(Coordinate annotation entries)
::::

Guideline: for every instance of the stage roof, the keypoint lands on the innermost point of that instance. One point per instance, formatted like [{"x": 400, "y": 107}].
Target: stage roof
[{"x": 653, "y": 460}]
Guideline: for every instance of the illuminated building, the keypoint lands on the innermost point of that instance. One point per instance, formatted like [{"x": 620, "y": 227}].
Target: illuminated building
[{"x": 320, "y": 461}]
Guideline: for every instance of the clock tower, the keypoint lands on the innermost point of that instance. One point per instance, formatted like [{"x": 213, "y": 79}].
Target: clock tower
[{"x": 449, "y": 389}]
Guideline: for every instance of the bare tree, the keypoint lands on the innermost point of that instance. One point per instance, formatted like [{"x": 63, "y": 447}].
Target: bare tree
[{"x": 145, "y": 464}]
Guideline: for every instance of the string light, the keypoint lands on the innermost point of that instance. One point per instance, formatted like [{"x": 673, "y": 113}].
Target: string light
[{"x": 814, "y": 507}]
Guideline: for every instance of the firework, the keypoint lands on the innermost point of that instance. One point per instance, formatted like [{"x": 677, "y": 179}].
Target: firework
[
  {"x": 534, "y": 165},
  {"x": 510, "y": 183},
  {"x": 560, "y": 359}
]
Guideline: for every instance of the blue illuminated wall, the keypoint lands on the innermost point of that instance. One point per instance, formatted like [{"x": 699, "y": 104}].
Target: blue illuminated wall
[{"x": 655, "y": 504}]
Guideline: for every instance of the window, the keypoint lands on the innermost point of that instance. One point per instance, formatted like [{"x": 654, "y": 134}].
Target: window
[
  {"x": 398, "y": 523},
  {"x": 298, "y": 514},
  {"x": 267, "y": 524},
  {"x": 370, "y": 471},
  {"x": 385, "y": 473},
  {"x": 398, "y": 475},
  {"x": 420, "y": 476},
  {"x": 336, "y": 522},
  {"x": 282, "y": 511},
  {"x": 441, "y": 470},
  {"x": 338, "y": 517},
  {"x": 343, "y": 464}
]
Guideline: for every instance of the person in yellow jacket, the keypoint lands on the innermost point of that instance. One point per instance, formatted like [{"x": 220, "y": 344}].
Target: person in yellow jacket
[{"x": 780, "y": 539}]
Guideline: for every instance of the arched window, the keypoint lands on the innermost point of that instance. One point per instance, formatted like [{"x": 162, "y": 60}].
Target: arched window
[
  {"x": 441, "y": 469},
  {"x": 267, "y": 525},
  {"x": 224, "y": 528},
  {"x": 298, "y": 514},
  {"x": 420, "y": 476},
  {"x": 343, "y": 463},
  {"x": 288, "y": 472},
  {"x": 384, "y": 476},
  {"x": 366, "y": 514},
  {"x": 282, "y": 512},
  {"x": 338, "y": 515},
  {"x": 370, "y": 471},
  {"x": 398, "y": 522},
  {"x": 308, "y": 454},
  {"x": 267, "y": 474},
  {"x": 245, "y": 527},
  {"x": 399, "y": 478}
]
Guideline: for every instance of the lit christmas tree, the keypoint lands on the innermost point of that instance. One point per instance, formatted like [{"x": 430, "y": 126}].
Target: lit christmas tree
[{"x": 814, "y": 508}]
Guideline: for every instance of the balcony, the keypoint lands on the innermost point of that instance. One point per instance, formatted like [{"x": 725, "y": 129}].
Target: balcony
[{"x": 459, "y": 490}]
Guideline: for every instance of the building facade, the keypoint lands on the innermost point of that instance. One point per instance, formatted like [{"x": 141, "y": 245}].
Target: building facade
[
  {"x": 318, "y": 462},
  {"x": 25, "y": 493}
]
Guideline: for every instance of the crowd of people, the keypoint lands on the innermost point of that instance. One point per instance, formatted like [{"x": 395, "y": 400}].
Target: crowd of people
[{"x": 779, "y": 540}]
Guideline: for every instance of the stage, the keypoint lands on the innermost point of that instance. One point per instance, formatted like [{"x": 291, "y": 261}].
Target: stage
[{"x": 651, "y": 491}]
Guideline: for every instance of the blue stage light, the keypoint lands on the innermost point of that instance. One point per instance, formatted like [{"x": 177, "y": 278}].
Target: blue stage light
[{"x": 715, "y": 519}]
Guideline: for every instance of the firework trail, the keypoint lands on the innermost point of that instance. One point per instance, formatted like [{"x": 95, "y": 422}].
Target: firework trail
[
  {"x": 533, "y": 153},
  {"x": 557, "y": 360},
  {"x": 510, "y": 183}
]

::::

== Problem details ==
Starting with the line containing "Guideline: for every instance of the crowd" and going on through the end of the items, reproduce those lines with "innermost" swapped for "central" and everything else left unchanged.

== Complete answer ==
Guideline: for every instance of the crowd of people, the keypoint lands on the central point of that instance. One point per instance, formatted like [{"x": 395, "y": 400}].
Target: crowd of people
[{"x": 779, "y": 540}]
Guideline: for every instance of the stage, the keypoint lands on the central point of that instance. One point per instance, formatted like [{"x": 291, "y": 261}].
Target: stage
[{"x": 651, "y": 491}]
Guideline: for every instance of the blue stage light, the keypoint lands on the central point of that instance. One point per instance, formatted like [{"x": 177, "y": 278}].
Target: blue stage light
[{"x": 715, "y": 519}]
Guideline: for every instance of the firework trail, the keypoint lands on the central point of that instance. One point per instance, formatted like [{"x": 95, "y": 422}].
Target: firework trail
[
  {"x": 533, "y": 153},
  {"x": 557, "y": 360},
  {"x": 510, "y": 183}
]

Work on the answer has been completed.